Extra
Overview
Teaching: 15 min
Exercises: 0 minQuestions
Using Command Line Tools for Bioinformatic Analysis
Objectives
Getting a gist command line tools for a more flexibility in bioinformatic analysis
Where to start
A full genome assembly requires many curation steps, which is nicely summarized in the Genome Assembly Guide. When you have a nanopore only dataset, you can use trycycler to have a decent quality genomes through consensus approach. Nevertheless, the steps and tools can be complicated. Here, we wrap and simplifies the Trycycler into three steps using Snakemake.
Example: Semi-automated Trycycler Assembly via Snakemake
For Nanopore only assembly, Trycycler offer a better accuracy to generate consensus assembly (combining multiple assemblies of the same isolate). Rather than only using one assembler like we do (Flye), Trycycler can subsample our reads and build multiple assemblies using different algorithms, then make a consensus out of it. You can also find Trycycler in galaxy.eu toolbox, but as it is quite intensive, I prefer to run it on a local machine / server.
Installing and running a command line tools for a newcomer might seems daunting. Nevertheless, there are two popular workflow manager: Snakemake and Nextflow, which makes running various pipelines and installing dependencies easier. We have tried to make a prototype to semi-automate run Trycycler via Snakemake here: https://github.com/matinnuhamunada/trycycler_snakemake_wrapper.
The TAs will run it for you, but it is also quite easy to run it on your own when you have the time (and resources).
Key Points
Galaxy might not have all the tools and version required to run your analysis. Having a skill to work with command line tools and other programming language give you flexibility in your research.

*Task:*
Copy the stretch of the Trycycler page from "Example: Semi-automated Trycycler" through "machine / server.", swapping in "downsample" for "subsample".

*Data block:*
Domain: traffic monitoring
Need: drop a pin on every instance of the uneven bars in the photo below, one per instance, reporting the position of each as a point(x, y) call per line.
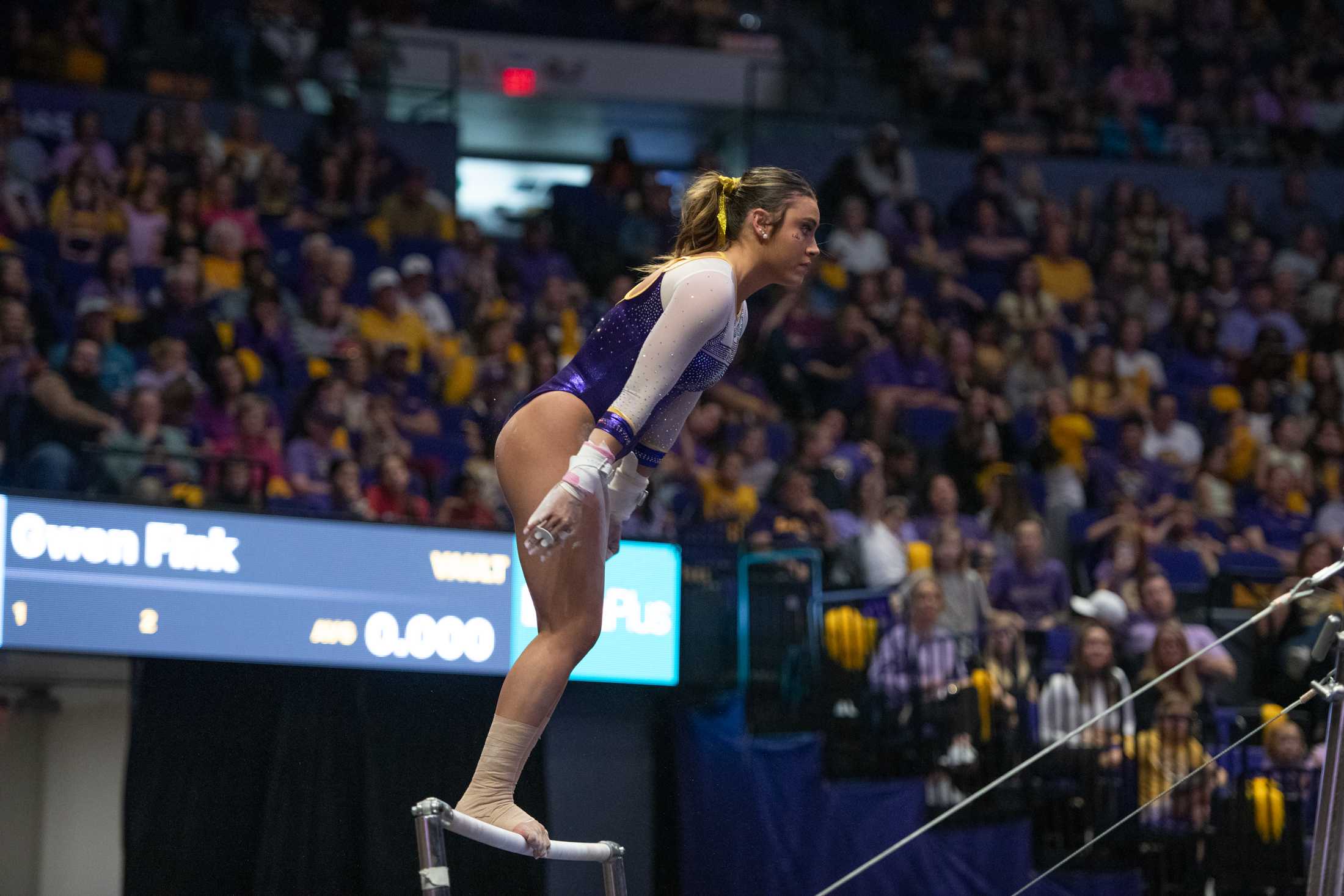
point(434, 813)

*Solution to this task:*
Example: Semi-automated Trycycler Assembly via Snakemake
For Nanopore only assembly, Trycycler offer a better accuracy to generate consensus assembly (combining multiple assemblies of the same isolate). Rather than only using one assembler like we do (Flye), Trycycler can downsample our reads and build multiple assemblies using different algorithms, then make a consensus out of it. You can also find Trycycler in galaxy.eu toolbox, but as it is quite intensive, I prefer to run it on a local machine / server.